On Wednesday, HHS and the FDA released a plan to lay the foundation to import certain low-cost drugs from Canada. Insulin, biological drugs, controlled substances, and intravenous drugs would not be included. According to HHS Secretary Alex Azar, who alluded to working on a proposal with President Trump just a day earlier, the plan represents a shift in agency thinking regarding importation from foreign countries.

Congress granted states the ability to import cheaper drugs from Canada under the 2003 Medicare Modernization Act. However, the law stipulates that the HHS secretary must first verify the safety of the drug(s) – to date the secretary has never approved any proposals.

The plan has two parts:

  1. A notice of proposed rulemaking that creates a pilot project for states, wholesalers, and pharmacists. State governments would be tasked with developing a proposal for safe importation and submitting it to the federal government for approval. The pilots would also be time-limited and could be terminated by HHS at any time if the agency deems the project unsafe. The states, along with wholesaler who import the drugs, would also be responsible for the overall program’s success. 
  2. Guidance from the FDA outlining safety measures for drug manufacturers who want to bring the drugs they sell in foreign countries to the U.S. The press release notes that the second pathway  “would potentially include medications like insulin used to treat diabetes, as well as those used to treat rheumatoid arthritis, cardiovascular disorders, and cancer.”

Florida, Colorado, and Vermont have all passed laws supporting importation of prescription drugs.

Stephen J. Ubl, president and CEO of PhRMA, quickly reacted to the plan. “There is no way to guarantee the safety of drugs that come into the country from outside the United States’ gold-standard supply chain,” he said in a statement. “Drugs coming through Canada could have originated from anywhere in the world and may not have undergone stringent review by the FDA.”
━━━━
> Work request:
Please copy the part of the drug importation article between "2. Guidance from" and "of prescription drugs.", inclusive, word for word.

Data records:
━━━━
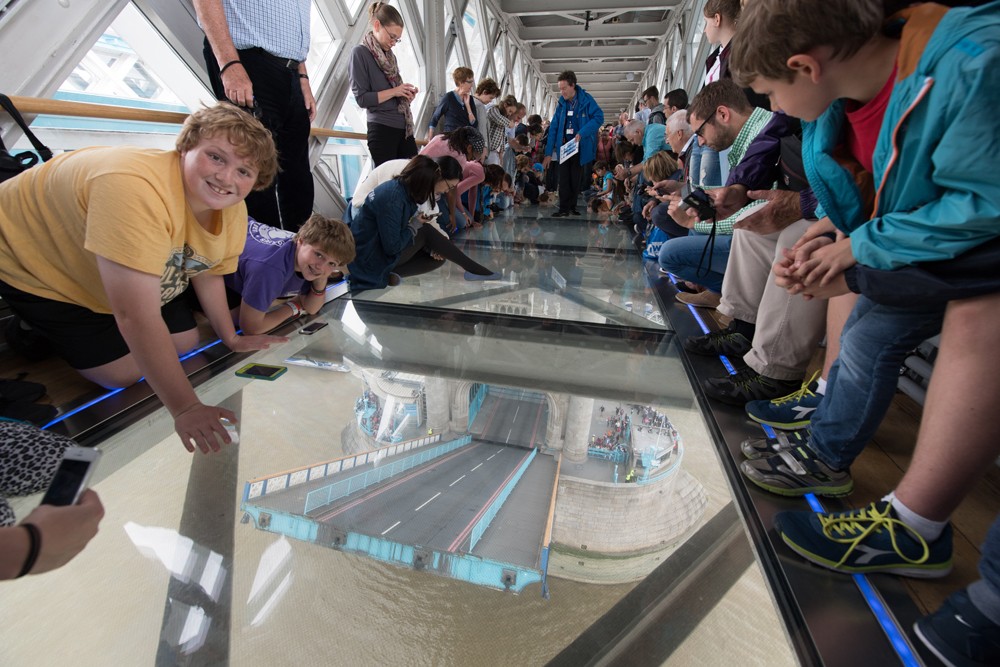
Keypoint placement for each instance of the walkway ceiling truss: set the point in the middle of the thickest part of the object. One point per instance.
(616, 51)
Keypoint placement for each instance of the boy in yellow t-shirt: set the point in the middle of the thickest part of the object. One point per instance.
(96, 244)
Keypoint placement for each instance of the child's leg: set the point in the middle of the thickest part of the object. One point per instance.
(863, 378)
(433, 241)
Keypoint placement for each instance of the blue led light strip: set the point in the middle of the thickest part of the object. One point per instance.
(112, 392)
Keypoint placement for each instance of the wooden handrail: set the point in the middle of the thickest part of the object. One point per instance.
(36, 105)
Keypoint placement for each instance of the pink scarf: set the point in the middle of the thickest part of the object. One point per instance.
(386, 61)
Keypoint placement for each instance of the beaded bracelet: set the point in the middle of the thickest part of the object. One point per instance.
(34, 548)
(228, 65)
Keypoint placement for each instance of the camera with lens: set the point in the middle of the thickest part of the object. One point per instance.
(699, 200)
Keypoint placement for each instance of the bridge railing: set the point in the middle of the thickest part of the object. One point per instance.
(547, 536)
(494, 508)
(261, 486)
(331, 492)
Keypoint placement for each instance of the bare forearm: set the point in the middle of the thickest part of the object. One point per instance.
(13, 551)
(213, 22)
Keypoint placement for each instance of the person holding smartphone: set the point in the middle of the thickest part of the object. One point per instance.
(277, 264)
(97, 244)
(390, 231)
(50, 536)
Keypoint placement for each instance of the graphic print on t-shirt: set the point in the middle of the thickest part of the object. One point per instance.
(181, 265)
(261, 233)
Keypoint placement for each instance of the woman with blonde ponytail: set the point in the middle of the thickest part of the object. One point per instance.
(378, 87)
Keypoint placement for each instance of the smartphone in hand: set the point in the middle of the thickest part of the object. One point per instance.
(72, 476)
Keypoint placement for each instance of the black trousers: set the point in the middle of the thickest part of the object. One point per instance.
(570, 173)
(413, 262)
(389, 143)
(278, 92)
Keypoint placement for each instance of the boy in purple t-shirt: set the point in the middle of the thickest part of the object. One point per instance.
(276, 264)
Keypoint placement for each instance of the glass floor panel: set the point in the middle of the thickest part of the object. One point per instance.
(576, 269)
(417, 488)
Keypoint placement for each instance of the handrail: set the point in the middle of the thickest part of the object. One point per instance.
(547, 537)
(37, 105)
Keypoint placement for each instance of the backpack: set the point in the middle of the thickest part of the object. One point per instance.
(13, 164)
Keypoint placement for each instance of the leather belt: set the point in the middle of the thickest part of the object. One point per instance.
(287, 63)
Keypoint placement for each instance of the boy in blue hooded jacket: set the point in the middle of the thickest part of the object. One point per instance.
(916, 248)
(577, 119)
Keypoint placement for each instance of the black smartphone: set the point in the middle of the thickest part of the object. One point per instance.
(310, 329)
(261, 371)
(701, 202)
(72, 476)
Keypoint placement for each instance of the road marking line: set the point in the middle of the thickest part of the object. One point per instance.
(428, 500)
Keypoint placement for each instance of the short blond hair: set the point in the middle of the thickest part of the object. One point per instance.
(247, 134)
(770, 32)
(461, 75)
(331, 236)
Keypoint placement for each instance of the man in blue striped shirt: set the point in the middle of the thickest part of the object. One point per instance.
(255, 53)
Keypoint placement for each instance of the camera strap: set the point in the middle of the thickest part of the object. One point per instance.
(709, 249)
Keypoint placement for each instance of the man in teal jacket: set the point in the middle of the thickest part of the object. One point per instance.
(577, 119)
(934, 197)
(927, 238)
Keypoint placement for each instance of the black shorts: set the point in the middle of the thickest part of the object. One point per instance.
(82, 337)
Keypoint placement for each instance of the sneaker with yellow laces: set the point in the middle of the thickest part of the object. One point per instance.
(790, 412)
(867, 540)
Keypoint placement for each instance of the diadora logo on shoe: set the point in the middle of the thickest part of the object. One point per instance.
(801, 412)
(870, 554)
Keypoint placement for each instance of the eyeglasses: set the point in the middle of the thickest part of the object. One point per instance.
(701, 127)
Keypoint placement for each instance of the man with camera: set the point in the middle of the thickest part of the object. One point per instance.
(722, 118)
(774, 333)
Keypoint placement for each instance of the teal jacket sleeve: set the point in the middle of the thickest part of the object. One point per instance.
(395, 209)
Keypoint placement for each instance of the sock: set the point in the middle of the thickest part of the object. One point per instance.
(741, 327)
(928, 529)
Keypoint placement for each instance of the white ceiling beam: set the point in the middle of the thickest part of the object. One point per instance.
(594, 66)
(528, 7)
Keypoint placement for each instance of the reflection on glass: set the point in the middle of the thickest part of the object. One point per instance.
(186, 561)
(271, 582)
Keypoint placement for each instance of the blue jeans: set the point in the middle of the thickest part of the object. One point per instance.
(985, 593)
(682, 256)
(863, 379)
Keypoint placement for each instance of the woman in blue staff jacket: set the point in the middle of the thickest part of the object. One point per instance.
(389, 232)
(577, 118)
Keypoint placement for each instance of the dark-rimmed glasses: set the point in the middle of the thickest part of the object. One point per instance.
(701, 128)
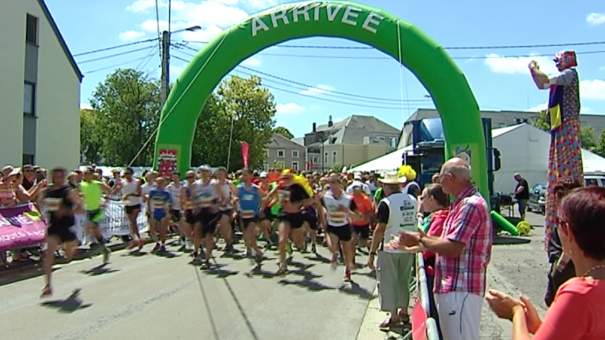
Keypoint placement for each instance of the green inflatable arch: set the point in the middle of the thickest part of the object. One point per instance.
(401, 40)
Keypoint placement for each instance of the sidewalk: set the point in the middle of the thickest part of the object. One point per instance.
(369, 325)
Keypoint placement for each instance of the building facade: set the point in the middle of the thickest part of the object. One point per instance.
(351, 141)
(283, 153)
(39, 89)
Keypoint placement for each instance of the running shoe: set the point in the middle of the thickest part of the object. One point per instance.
(347, 277)
(47, 291)
(106, 255)
(334, 261)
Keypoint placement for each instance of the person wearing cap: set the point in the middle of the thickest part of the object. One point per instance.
(563, 115)
(395, 213)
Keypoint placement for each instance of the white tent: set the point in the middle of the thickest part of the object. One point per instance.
(523, 149)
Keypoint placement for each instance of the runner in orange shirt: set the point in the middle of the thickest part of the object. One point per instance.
(361, 227)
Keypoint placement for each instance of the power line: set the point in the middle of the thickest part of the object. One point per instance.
(492, 47)
(114, 66)
(307, 87)
(390, 58)
(114, 55)
(115, 47)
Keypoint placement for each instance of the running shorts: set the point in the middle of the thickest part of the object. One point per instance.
(363, 231)
(295, 220)
(344, 233)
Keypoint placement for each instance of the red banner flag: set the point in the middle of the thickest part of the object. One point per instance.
(245, 151)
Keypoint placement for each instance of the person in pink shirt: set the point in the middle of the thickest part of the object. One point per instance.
(578, 309)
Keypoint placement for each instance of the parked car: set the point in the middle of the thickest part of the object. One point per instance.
(537, 198)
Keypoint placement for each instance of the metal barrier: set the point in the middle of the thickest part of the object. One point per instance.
(432, 332)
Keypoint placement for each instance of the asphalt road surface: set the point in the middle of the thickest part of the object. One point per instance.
(154, 297)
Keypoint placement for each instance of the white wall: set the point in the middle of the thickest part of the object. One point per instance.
(523, 150)
(58, 91)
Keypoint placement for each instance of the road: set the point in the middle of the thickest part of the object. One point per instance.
(154, 297)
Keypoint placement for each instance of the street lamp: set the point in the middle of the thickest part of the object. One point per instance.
(166, 60)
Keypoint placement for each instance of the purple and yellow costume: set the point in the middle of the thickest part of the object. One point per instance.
(565, 155)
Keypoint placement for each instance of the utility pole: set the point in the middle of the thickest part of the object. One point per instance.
(165, 80)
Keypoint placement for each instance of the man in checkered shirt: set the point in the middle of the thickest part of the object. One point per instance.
(463, 253)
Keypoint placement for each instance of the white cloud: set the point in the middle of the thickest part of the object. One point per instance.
(289, 108)
(262, 4)
(251, 62)
(595, 18)
(518, 65)
(592, 89)
(143, 5)
(131, 35)
(318, 90)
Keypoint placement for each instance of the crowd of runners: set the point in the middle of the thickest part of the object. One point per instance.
(284, 209)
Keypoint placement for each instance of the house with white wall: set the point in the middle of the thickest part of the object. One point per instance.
(39, 89)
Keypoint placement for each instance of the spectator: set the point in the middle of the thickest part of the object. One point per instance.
(578, 309)
(463, 253)
(561, 267)
(521, 194)
(396, 211)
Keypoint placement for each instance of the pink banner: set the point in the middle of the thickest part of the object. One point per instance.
(21, 226)
(245, 151)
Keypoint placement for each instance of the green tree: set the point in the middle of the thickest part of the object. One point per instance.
(90, 141)
(588, 138)
(240, 109)
(280, 130)
(128, 105)
(541, 123)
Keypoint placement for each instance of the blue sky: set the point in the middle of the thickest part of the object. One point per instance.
(498, 83)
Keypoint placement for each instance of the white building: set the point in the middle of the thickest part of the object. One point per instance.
(39, 89)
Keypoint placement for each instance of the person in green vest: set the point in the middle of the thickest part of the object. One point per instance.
(92, 192)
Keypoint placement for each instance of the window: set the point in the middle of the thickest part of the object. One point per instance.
(29, 99)
(31, 30)
(28, 159)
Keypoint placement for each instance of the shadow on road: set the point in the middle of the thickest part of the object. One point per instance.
(99, 270)
(69, 305)
(508, 240)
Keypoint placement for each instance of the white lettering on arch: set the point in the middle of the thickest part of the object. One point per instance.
(298, 11)
(351, 13)
(333, 12)
(258, 24)
(275, 16)
(372, 19)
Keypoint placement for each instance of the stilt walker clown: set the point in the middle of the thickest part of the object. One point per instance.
(563, 114)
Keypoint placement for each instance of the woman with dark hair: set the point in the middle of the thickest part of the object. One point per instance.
(561, 266)
(578, 307)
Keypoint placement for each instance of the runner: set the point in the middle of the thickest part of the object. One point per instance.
(206, 194)
(131, 196)
(158, 205)
(292, 193)
(226, 191)
(250, 199)
(175, 189)
(187, 203)
(336, 210)
(92, 192)
(361, 225)
(59, 201)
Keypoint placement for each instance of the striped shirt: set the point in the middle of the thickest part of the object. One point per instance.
(468, 222)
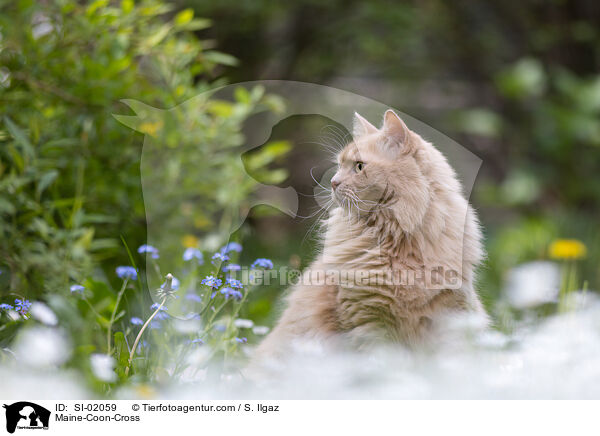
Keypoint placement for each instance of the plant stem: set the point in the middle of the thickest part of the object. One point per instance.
(139, 336)
(112, 317)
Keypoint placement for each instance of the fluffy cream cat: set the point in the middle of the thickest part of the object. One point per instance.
(400, 250)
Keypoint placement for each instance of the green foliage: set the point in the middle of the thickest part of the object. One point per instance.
(70, 178)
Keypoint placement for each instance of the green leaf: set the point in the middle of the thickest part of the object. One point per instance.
(19, 136)
(121, 353)
(220, 58)
(46, 180)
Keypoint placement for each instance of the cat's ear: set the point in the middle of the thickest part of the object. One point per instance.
(394, 127)
(361, 126)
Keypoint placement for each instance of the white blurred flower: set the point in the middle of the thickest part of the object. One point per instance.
(43, 314)
(532, 284)
(260, 330)
(42, 346)
(243, 323)
(103, 367)
(187, 326)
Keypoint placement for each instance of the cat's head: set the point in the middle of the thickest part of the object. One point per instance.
(387, 169)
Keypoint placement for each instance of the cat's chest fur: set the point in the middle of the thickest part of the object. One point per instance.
(378, 294)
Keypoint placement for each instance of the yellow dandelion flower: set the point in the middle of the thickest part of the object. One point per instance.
(189, 241)
(567, 249)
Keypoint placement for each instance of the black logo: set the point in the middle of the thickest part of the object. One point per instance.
(26, 415)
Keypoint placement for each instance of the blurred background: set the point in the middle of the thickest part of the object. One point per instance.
(515, 82)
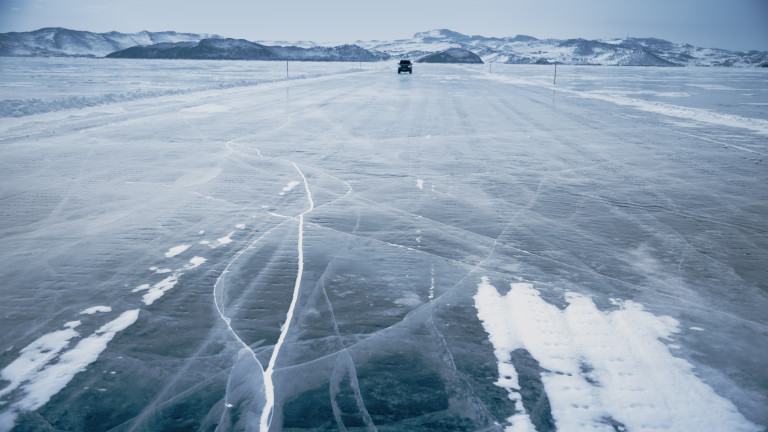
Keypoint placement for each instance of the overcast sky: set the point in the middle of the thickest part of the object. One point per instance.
(731, 24)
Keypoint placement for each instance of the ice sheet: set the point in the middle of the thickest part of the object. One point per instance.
(305, 254)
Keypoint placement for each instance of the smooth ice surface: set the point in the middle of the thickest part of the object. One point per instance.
(203, 245)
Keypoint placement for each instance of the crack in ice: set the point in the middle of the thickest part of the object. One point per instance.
(269, 388)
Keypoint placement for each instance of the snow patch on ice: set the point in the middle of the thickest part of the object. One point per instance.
(159, 289)
(96, 309)
(225, 240)
(34, 357)
(639, 382)
(141, 287)
(195, 263)
(289, 187)
(207, 109)
(172, 252)
(40, 380)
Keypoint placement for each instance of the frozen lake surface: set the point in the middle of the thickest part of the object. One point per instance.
(209, 246)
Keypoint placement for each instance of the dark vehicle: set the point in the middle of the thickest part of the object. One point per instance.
(405, 66)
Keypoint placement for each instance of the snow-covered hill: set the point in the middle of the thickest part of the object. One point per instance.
(240, 49)
(52, 42)
(519, 49)
(523, 49)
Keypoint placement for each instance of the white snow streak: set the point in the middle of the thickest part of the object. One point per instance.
(96, 309)
(160, 288)
(289, 187)
(40, 380)
(631, 376)
(172, 252)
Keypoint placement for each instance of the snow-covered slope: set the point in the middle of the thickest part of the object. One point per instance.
(452, 55)
(523, 49)
(51, 42)
(240, 49)
(519, 49)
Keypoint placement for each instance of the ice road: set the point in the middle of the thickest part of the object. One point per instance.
(210, 246)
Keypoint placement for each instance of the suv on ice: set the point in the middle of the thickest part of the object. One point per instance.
(405, 66)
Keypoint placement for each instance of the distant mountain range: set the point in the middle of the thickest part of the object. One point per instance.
(432, 46)
(239, 49)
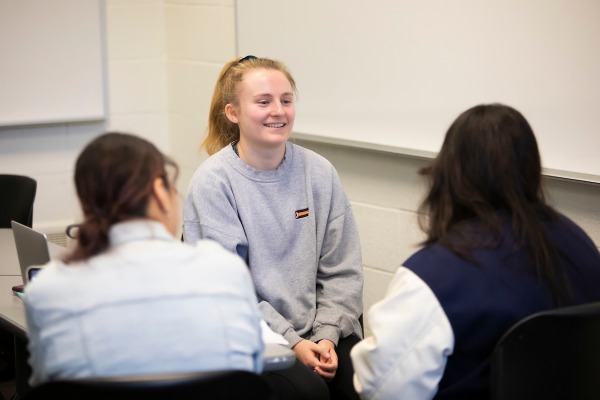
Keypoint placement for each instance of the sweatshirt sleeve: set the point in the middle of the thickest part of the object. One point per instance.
(411, 340)
(339, 273)
(210, 213)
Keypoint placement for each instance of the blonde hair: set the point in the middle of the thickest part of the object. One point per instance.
(221, 131)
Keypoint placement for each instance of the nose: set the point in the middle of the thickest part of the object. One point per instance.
(277, 108)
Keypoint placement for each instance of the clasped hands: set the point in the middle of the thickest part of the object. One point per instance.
(320, 357)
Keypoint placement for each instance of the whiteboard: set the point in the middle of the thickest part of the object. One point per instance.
(394, 74)
(50, 61)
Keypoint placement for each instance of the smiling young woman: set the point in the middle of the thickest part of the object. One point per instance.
(282, 208)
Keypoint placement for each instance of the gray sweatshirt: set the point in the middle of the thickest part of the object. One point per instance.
(295, 228)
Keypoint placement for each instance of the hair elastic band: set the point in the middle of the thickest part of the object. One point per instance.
(248, 57)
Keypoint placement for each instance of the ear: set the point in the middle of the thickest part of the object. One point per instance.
(231, 113)
(161, 195)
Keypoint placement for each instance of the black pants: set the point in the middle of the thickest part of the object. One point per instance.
(301, 383)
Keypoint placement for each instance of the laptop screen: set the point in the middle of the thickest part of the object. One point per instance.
(32, 248)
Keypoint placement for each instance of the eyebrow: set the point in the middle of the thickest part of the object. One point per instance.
(271, 95)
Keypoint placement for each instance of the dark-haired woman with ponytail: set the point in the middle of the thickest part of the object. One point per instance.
(131, 298)
(495, 252)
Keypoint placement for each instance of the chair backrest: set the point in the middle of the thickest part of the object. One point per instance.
(549, 355)
(218, 385)
(17, 195)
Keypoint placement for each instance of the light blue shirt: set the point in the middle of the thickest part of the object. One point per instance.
(149, 304)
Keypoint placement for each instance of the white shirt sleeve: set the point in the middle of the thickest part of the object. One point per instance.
(411, 340)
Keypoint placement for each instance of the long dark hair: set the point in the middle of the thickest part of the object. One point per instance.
(114, 175)
(490, 166)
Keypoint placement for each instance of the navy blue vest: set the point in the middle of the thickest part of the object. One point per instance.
(482, 301)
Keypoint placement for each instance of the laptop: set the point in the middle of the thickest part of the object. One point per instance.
(32, 250)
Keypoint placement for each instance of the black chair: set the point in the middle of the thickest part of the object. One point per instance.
(16, 199)
(217, 385)
(549, 355)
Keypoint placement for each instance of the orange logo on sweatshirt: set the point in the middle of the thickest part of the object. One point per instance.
(301, 213)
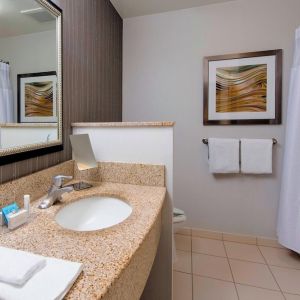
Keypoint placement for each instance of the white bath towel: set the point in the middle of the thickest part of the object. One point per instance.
(51, 283)
(17, 267)
(223, 155)
(256, 156)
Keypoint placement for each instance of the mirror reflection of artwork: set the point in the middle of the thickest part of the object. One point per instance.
(242, 89)
(37, 97)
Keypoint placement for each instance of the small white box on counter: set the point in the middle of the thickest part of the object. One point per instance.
(17, 219)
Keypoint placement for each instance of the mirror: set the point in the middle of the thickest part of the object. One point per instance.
(30, 79)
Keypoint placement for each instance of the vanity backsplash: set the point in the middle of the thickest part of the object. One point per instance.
(37, 184)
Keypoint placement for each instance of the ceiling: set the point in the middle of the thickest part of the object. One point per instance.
(134, 8)
(13, 23)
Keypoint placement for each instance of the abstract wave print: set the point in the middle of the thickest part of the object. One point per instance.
(39, 99)
(242, 89)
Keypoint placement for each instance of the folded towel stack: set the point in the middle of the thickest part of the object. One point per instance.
(17, 267)
(25, 276)
(254, 157)
(223, 155)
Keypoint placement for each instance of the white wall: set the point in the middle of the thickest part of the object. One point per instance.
(162, 80)
(29, 53)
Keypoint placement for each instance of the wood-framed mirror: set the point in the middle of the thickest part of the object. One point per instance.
(30, 79)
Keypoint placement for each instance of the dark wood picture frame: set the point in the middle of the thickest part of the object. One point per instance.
(278, 88)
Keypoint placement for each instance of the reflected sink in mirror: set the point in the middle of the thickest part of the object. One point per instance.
(93, 213)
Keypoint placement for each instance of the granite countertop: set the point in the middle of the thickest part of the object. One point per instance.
(104, 253)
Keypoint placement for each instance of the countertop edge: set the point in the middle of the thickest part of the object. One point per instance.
(124, 124)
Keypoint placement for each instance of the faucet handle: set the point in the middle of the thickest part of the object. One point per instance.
(59, 179)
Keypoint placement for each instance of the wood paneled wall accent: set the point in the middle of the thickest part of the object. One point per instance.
(92, 70)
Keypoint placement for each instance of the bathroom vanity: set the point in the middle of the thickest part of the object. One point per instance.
(117, 260)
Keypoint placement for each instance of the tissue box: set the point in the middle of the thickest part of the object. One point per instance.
(17, 219)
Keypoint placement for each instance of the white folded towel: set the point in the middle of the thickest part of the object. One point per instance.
(256, 156)
(51, 283)
(17, 267)
(223, 155)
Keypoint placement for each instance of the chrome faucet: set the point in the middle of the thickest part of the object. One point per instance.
(56, 191)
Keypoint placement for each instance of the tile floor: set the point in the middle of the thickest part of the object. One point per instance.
(213, 269)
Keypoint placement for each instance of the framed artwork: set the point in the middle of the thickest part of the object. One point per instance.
(244, 88)
(37, 97)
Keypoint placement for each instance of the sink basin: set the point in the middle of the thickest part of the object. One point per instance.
(93, 213)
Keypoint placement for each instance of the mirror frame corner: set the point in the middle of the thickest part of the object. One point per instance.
(15, 154)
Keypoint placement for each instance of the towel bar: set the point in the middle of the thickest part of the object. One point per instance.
(205, 141)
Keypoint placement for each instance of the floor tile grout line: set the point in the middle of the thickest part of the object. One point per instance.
(237, 293)
(239, 283)
(271, 272)
(192, 272)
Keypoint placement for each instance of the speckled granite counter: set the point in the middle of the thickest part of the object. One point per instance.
(117, 260)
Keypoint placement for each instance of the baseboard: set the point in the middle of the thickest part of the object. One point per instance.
(226, 236)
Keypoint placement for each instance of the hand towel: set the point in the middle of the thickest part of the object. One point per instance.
(256, 156)
(223, 155)
(51, 283)
(17, 267)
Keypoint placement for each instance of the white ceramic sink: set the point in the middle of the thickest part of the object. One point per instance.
(93, 213)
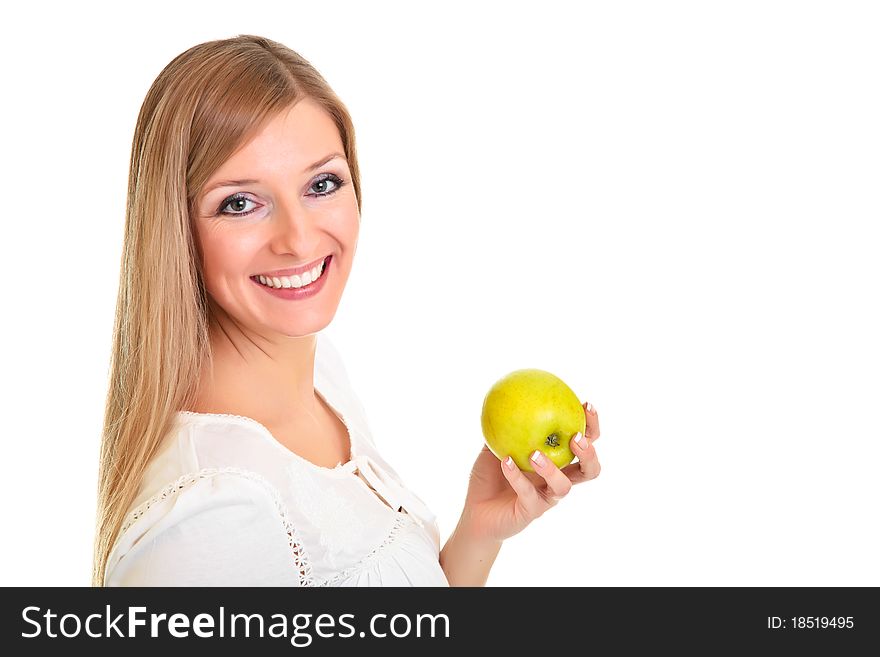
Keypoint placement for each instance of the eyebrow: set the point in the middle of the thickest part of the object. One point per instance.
━━━━
> Solution to this problem:
2. Guidance from the FDA outlining safety measures for drug manufacturers who want to bring the drugs they sell in foreign countries to the U.S. The press release notes that the second pathway  “would potentially include medications like insulin used to treat diabetes, as well as those used to treat rheumatoid arthritis, cardiovascular disorders, and cancer.”

Florida, Colorado, and Vermont have all passed laws supporting importation of prescription drugs.